-- begin --

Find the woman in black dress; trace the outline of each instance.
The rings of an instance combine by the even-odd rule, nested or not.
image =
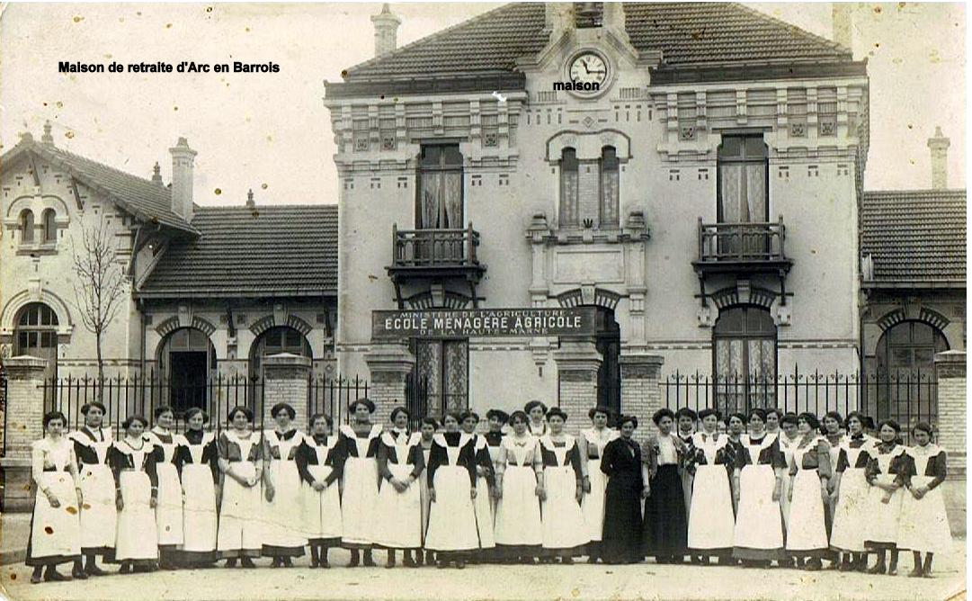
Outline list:
[[[605,492],[605,529],[601,559],[605,563],[639,563],[642,548],[642,499],[648,493],[642,479],[642,450],[632,440],[638,419],[618,419],[621,436],[605,446],[601,471],[608,475]]]

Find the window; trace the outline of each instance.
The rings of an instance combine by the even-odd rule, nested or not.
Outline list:
[[[34,212],[30,209],[20,211],[20,244],[34,242]]]
[[[770,312],[754,305],[722,309],[712,338],[716,407],[725,414],[773,406],[777,326]]]
[[[565,148],[560,159],[560,226],[579,226],[580,206],[577,203],[577,152]]]
[[[57,241],[57,225],[54,223],[54,210],[44,209],[44,243],[53,244]]]
[[[601,226],[618,225],[618,188],[620,166],[617,151],[606,146],[601,151]]]
[[[463,155],[458,144],[422,146],[415,224],[418,230],[463,228]]]

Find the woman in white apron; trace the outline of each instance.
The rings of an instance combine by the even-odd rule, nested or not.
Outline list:
[[[72,575],[104,576],[98,568],[97,556],[111,560],[115,555],[115,534],[118,510],[115,508],[115,477],[108,465],[108,449],[114,437],[111,428],[102,428],[105,406],[88,403],[81,407],[85,425],[68,435],[74,442],[74,454],[78,457],[81,492],[85,503],[81,508],[81,552],[87,558],[85,565],[75,562]]]
[[[74,444],[64,436],[66,425],[60,411],[45,414],[45,436],[30,447],[30,475],[37,493],[24,563],[34,568],[30,582],[35,584],[42,573],[47,582],[70,580],[57,572],[57,564],[81,558],[79,508],[84,495]]]
[[[157,569],[158,474],[156,468],[164,455],[161,448],[153,446],[143,436],[146,426],[148,422],[144,417],[129,415],[122,424],[125,436],[112,445],[108,454],[118,491],[115,559],[122,562],[120,574]]]
[[[476,532],[479,534],[479,552],[473,561],[484,561],[488,553],[496,548],[496,538],[493,533],[493,489],[496,487],[496,473],[493,470],[493,459],[490,457],[486,439],[476,434],[479,425],[479,415],[473,411],[464,411],[459,416],[463,432],[472,437],[472,445],[476,455],[476,500],[473,503],[476,510]]]
[[[263,475],[260,433],[251,429],[253,411],[235,407],[226,415],[230,428],[220,433],[216,446],[222,477],[216,550],[226,567],[255,567],[262,545],[260,480]]]
[[[831,474],[830,448],[819,435],[820,423],[813,413],[800,413],[797,428],[800,438],[792,447],[786,552],[796,558],[798,567],[819,570],[820,560],[829,550],[824,500]]]
[[[310,436],[297,449],[297,471],[303,479],[303,519],[310,544],[310,567],[330,568],[328,552],[341,544],[340,481],[344,454],[340,439],[330,435],[333,422],[325,413],[310,418]]]
[[[198,408],[186,411],[186,434],[177,437],[176,469],[185,494],[183,504],[183,565],[202,566],[216,561],[217,483],[220,479],[216,435],[203,427],[209,416]]]
[[[532,564],[543,545],[537,487],[537,472],[542,468],[535,466],[537,440],[527,429],[529,420],[523,411],[513,411],[509,416],[513,431],[500,447],[496,545],[504,559]]]
[[[708,563],[712,555],[727,556],[732,551],[735,519],[729,471],[733,469],[729,438],[716,431],[719,412],[699,411],[702,432],[692,437],[690,459],[695,477],[692,482],[692,509],[688,514],[688,547]]]
[[[871,449],[871,459],[864,472],[871,489],[867,494],[868,526],[864,547],[878,552],[878,562],[869,574],[894,576],[898,572],[898,529],[901,525],[901,503],[905,498],[905,447],[898,443],[901,426],[892,419],[878,424],[881,442]],[[885,564],[887,551],[891,560]]]
[[[425,471],[419,439],[408,431],[411,415],[403,407],[392,409],[392,429],[378,438],[378,474],[381,488],[375,514],[375,544],[388,549],[386,568],[395,567],[395,549],[404,551],[402,563],[417,567],[412,550],[422,547],[422,498],[417,484]]]
[[[426,534],[429,532],[429,513],[432,510],[432,498],[429,494],[429,458],[432,455],[432,445],[438,430],[438,422],[434,417],[422,418],[422,432],[419,438],[419,448],[422,450],[422,461],[426,469],[419,476],[419,499],[422,502],[422,547],[415,551],[415,563],[432,565],[435,561],[435,553],[425,549]]]
[[[587,412],[591,427],[577,437],[580,457],[587,463],[584,479],[584,499],[580,509],[584,512],[584,524],[591,542],[587,544],[587,563],[597,563],[601,557],[601,537],[605,527],[605,489],[608,477],[601,471],[601,457],[605,446],[617,438],[617,431],[608,427],[610,409],[596,407]]]
[[[748,421],[748,434],[743,435],[736,458],[740,469],[740,499],[733,531],[733,557],[743,560],[745,565],[768,567],[771,560],[782,557],[780,471],[786,468],[786,459],[777,435],[765,430],[766,412],[761,408],[750,409]]]
[[[564,432],[565,422],[567,413],[560,407],[547,411],[550,430],[540,437],[534,461],[543,466],[538,473],[543,549],[571,564],[573,557],[584,554],[591,539],[580,509],[586,466],[577,442]]]
[[[156,466],[158,473],[158,507],[156,508],[156,530],[158,533],[158,567],[171,570],[175,566],[176,548],[183,544],[182,483],[176,470],[178,441],[172,432],[175,413],[170,407],[159,407],[154,412],[156,425],[145,434],[147,441],[160,449],[163,456]]]
[[[429,456],[432,508],[426,548],[435,551],[438,567],[466,567],[479,548],[476,531],[476,456],[472,437],[459,431],[459,415],[442,419],[445,433],[436,434]]]
[[[348,406],[351,423],[341,426],[342,446],[347,458],[344,463],[344,489],[341,493],[341,513],[344,533],[341,546],[351,549],[348,567],[361,563],[360,552],[364,551],[364,565],[374,566],[371,546],[377,534],[378,516],[378,437],[381,425],[371,423],[374,403],[359,399]]]
[[[844,553],[842,571],[867,570],[864,539],[867,538],[867,495],[870,485],[864,476],[876,441],[864,433],[864,416],[853,411],[847,419],[848,438],[841,445],[834,468],[834,525],[830,548]]]
[[[291,567],[307,545],[303,527],[303,484],[297,471],[297,448],[303,435],[291,426],[296,411],[287,403],[270,408],[276,428],[263,432],[263,539],[261,554],[273,557],[271,568]]]
[[[928,422],[915,424],[912,440],[915,445],[905,451],[902,476],[908,492],[901,502],[898,548],[910,548],[915,556],[915,569],[908,576],[931,577],[934,554],[955,547],[941,489],[947,476],[946,457],[945,451],[931,442]]]

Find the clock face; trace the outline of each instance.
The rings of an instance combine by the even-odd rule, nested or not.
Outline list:
[[[600,54],[583,53],[571,62],[571,81],[575,84],[598,84],[608,80],[608,63]]]

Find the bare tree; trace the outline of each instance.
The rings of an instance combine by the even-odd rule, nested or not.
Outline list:
[[[122,265],[115,262],[113,234],[104,215],[97,225],[82,228],[81,247],[71,239],[74,260],[74,295],[82,323],[94,335],[98,353],[98,382],[104,381],[105,367],[101,339],[108,325],[115,319],[124,296],[125,276]],[[98,386],[98,398],[103,396]]]

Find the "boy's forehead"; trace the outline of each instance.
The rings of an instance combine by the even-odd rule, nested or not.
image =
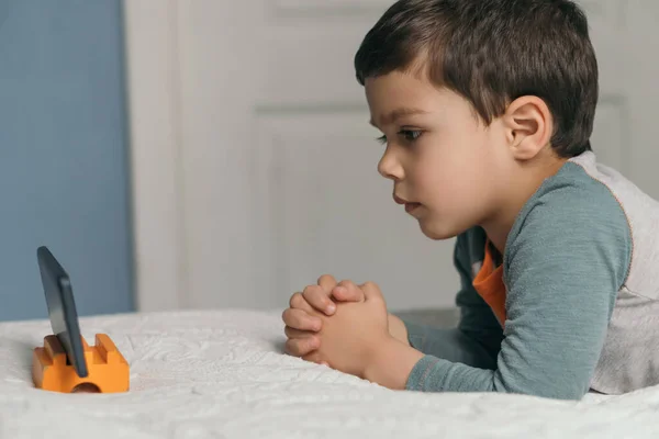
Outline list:
[[[432,112],[438,90],[411,75],[391,72],[365,82],[370,123],[384,126],[398,119]]]

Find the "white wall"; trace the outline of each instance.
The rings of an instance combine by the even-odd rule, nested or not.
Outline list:
[[[659,198],[659,2],[582,3],[601,67],[593,146]],[[391,203],[354,79],[389,4],[126,2],[142,309],[281,307],[327,271],[380,283],[393,308],[453,304],[451,241]]]

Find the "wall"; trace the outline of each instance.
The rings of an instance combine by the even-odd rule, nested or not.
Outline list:
[[[134,308],[121,12],[0,2],[0,320],[47,315],[41,245],[80,315]]]

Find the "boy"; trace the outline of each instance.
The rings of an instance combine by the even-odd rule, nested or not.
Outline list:
[[[380,173],[457,236],[457,328],[388,315],[325,275],[287,351],[390,389],[579,399],[659,384],[659,203],[596,164],[597,65],[568,0],[400,0],[355,59]]]

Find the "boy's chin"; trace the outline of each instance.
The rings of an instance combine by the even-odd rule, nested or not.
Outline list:
[[[421,232],[433,240],[450,239],[458,236],[461,230],[458,227],[451,227],[448,224],[418,222]]]

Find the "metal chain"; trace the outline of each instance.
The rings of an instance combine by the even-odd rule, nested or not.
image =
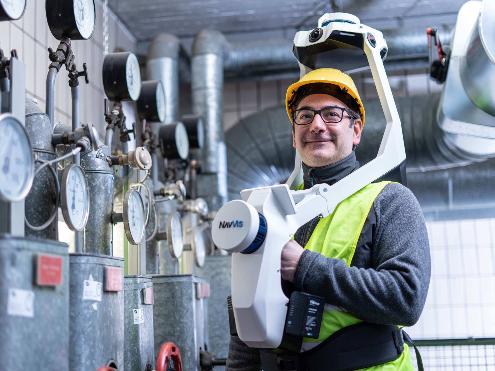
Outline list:
[[[103,55],[108,53],[108,0],[103,2]]]

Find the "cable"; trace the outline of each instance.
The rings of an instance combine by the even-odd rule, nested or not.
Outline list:
[[[28,222],[27,218],[26,218],[25,214],[24,215],[24,223],[26,224],[26,226],[27,226],[30,229],[32,229],[33,231],[43,231],[45,228],[48,227],[49,225],[50,225],[51,222],[53,221],[53,219],[55,219],[55,217],[56,216],[57,213],[58,212],[58,204],[60,203],[60,183],[58,183],[58,176],[57,175],[57,173],[55,171],[55,169],[53,169],[53,168],[51,166],[52,164],[50,163],[51,162],[50,161],[45,161],[43,160],[40,160],[40,162],[43,162],[43,164],[40,166],[39,166],[38,169],[36,169],[36,171],[34,173],[35,176],[36,177],[37,174],[38,174],[40,172],[40,168],[43,168],[44,167],[46,167],[46,166],[48,166],[48,168],[50,169],[50,171],[51,172],[52,175],[53,176],[53,180],[55,182],[55,191],[56,194],[56,197],[55,198],[55,210],[53,211],[53,214],[50,217],[50,219],[49,219],[47,222],[42,224],[41,226],[39,226],[37,227],[35,226],[32,226],[29,223],[29,222]],[[48,165],[46,165],[46,166],[44,166],[44,165],[45,165],[45,164],[48,164]]]

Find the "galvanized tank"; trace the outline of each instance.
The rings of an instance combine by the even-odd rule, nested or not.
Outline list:
[[[26,131],[33,150],[41,160],[53,160],[56,157],[51,145],[53,129],[48,115],[31,99],[26,98]],[[38,163],[37,167],[41,165]],[[39,227],[47,222],[55,209],[55,183],[51,172],[44,169],[38,174],[24,202],[26,216],[29,223]],[[27,226],[27,236],[58,239],[57,217],[42,231],[34,231]]]
[[[161,345],[171,341],[179,348],[182,367],[199,371],[199,348],[205,349],[204,313],[208,305],[201,298],[206,280],[194,275],[153,275],[153,319],[155,358]]]
[[[124,259],[74,253],[69,260],[70,369],[95,371],[109,366],[122,370]]]
[[[84,230],[85,252],[112,255],[113,225],[113,170],[106,161],[108,147],[100,146],[97,152],[89,150],[81,155],[81,166],[88,180],[90,216]]]
[[[0,235],[0,370],[68,371],[66,244]]]
[[[153,282],[147,276],[124,277],[124,369],[154,368]]]

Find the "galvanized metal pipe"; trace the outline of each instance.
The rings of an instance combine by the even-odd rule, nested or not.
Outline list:
[[[203,30],[195,39],[191,60],[193,112],[204,119],[204,145],[201,150],[205,176],[210,185],[204,196],[211,210],[228,201],[227,152],[223,130],[223,66],[228,56],[227,42],[216,30]],[[204,188],[202,188],[205,190]]]
[[[72,131],[75,132],[76,129],[79,127],[79,87],[71,87],[70,93],[72,104]],[[80,153],[76,153],[72,157],[72,163],[80,165],[81,155]],[[76,252],[82,252],[83,251],[81,236],[81,232],[74,232],[74,245],[75,247]]]
[[[45,112],[48,115],[51,124],[51,128],[53,127],[53,109],[55,104],[55,79],[57,77],[58,71],[56,68],[52,67],[48,69],[48,74],[47,75],[46,88],[46,109]]]

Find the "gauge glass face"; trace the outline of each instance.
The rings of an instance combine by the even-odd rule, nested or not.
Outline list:
[[[141,93],[141,70],[138,57],[134,53],[127,57],[125,71],[129,95],[133,100],[137,100]]]
[[[129,231],[135,243],[138,245],[143,241],[145,232],[145,206],[141,195],[136,189],[131,191],[127,202],[127,217]]]
[[[22,15],[27,0],[0,0],[3,10],[12,19],[18,19]]]
[[[74,0],[74,15],[81,36],[89,39],[95,29],[94,0]]]
[[[189,154],[189,139],[186,127],[182,123],[179,123],[175,127],[175,145],[181,158],[183,160],[187,158]]]
[[[204,257],[206,249],[204,247],[204,237],[203,230],[201,228],[195,228],[194,231],[194,259],[196,265],[201,268],[204,265]]]
[[[89,212],[88,183],[83,169],[77,165],[67,168],[68,171],[65,183],[65,206],[64,218],[71,229],[82,231]]]
[[[0,196],[20,201],[34,177],[33,155],[26,132],[11,116],[0,116]]]
[[[156,85],[156,111],[160,122],[165,120],[165,92],[160,82]]]
[[[184,238],[182,234],[182,220],[178,213],[175,213],[170,222],[168,231],[170,234],[169,246],[171,244],[174,257],[178,258],[184,250]]]

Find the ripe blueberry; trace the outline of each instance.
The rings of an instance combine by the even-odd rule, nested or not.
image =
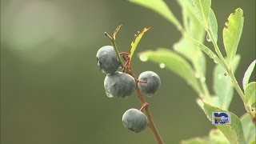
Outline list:
[[[114,74],[120,67],[120,62],[112,46],[101,47],[96,54],[98,66],[106,74]]]
[[[138,133],[146,129],[147,118],[137,109],[129,109],[122,114],[122,123],[129,130]]]
[[[141,92],[147,96],[154,94],[160,87],[159,76],[153,71],[144,71],[138,76],[138,88]]]
[[[128,97],[135,87],[134,78],[128,74],[117,72],[106,74],[104,80],[104,87],[108,97]]]

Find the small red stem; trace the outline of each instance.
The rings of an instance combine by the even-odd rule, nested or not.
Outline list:
[[[149,106],[149,103],[148,102],[145,102],[143,103],[143,105],[142,106],[141,109],[139,110],[142,111],[142,110],[145,108],[145,107],[147,107]]]

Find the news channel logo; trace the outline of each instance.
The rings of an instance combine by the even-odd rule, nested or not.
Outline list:
[[[230,114],[228,112],[213,112],[211,117],[212,124],[231,124]]]

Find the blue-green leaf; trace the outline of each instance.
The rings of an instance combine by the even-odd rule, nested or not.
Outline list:
[[[235,72],[239,62],[240,56],[237,55],[234,60],[234,73]],[[231,78],[227,74],[223,66],[218,64],[215,66],[213,74],[214,90],[215,94],[218,96],[218,102],[215,103],[214,106],[227,110],[234,95],[234,89],[231,86]]]
[[[238,8],[229,16],[223,29],[223,42],[228,62],[232,65],[233,58],[237,52],[238,46],[243,27],[243,11]]]
[[[177,75],[187,82],[197,92],[200,88],[197,78],[194,77],[194,71],[190,63],[182,57],[172,50],[165,48],[158,48],[157,50],[147,50],[139,54],[142,61],[152,61],[158,64],[164,65]]]
[[[243,114],[241,118],[243,133],[245,134],[246,141],[250,143],[256,138],[255,125],[254,125],[251,118],[248,113]]]
[[[211,121],[213,112],[228,112],[226,110],[219,109],[218,107],[210,106],[209,104],[204,103],[204,111],[207,118]],[[246,140],[244,134],[242,131],[242,126],[239,118],[238,118],[234,114],[229,112],[230,114],[231,124],[218,124],[215,125],[218,130],[220,130],[226,138],[232,144],[245,144]]]
[[[215,63],[222,64],[222,62],[218,58],[218,57],[210,49],[209,49],[205,45],[202,44],[198,41],[193,39],[193,42],[204,52],[206,53],[210,58],[214,60]]]
[[[255,105],[256,105],[256,82],[252,82],[249,83],[246,86],[245,90],[245,95],[246,95],[246,106],[249,108],[249,110],[251,114],[255,115]]]
[[[191,10],[202,26],[207,30],[211,0],[186,0],[186,2],[188,2],[187,8]]]
[[[182,25],[173,14],[167,5],[162,0],[129,0],[130,2],[146,7],[173,23],[178,30],[182,29]]]
[[[174,45],[174,49],[192,62],[196,70],[196,78],[205,79],[206,70],[206,58],[191,38],[183,37],[178,42]]]
[[[146,28],[145,27],[142,31],[140,31],[138,32],[138,34],[137,34],[135,35],[135,38],[133,40],[133,42],[131,42],[131,44],[130,44],[130,54],[129,54],[129,58],[130,58],[130,60],[131,61],[131,58],[134,55],[134,53],[137,48],[137,46],[139,42],[139,41],[142,39],[142,36],[144,35],[144,34],[149,30],[150,28]]]
[[[210,26],[210,31],[213,34],[214,41],[217,43],[217,41],[218,41],[218,23],[217,23],[215,14],[212,9],[210,10],[208,21],[209,21],[209,26]]]
[[[246,86],[248,84],[250,77],[251,75],[251,74],[254,71],[254,66],[255,66],[255,63],[256,63],[256,60],[254,60],[253,62],[251,62],[251,64],[249,66],[249,67],[247,68],[245,75],[243,76],[242,78],[242,87],[243,90],[246,90]]]

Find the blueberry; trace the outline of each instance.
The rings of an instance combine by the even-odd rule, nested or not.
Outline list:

-- end --

GOAL: Print the line containing "Find the blueberry;" and every line after it to the end of the records above, exactly as written, and nothing else.

REPLY:
Find the blueberry; trace the outline of each instance.
The rings of an instance combine by the even-odd rule, nested or not.
Outline list:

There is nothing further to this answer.